To be done —
Rewrite every line of the records as a JSON list of strings, one string per line, skipping any blank lines.
**** Supplied records ****
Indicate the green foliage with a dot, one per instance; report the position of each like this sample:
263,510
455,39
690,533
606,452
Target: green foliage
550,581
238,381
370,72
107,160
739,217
****
Full output —
[
  "Indicate the green foliage with a dot, one per instance; report the position of each like this sample:",
  "263,510",
  "455,39",
  "690,533",
  "606,452",
  "Target: green foliage",
  "550,581",
  "238,381",
  "370,72",
  "107,160",
  "739,217"
]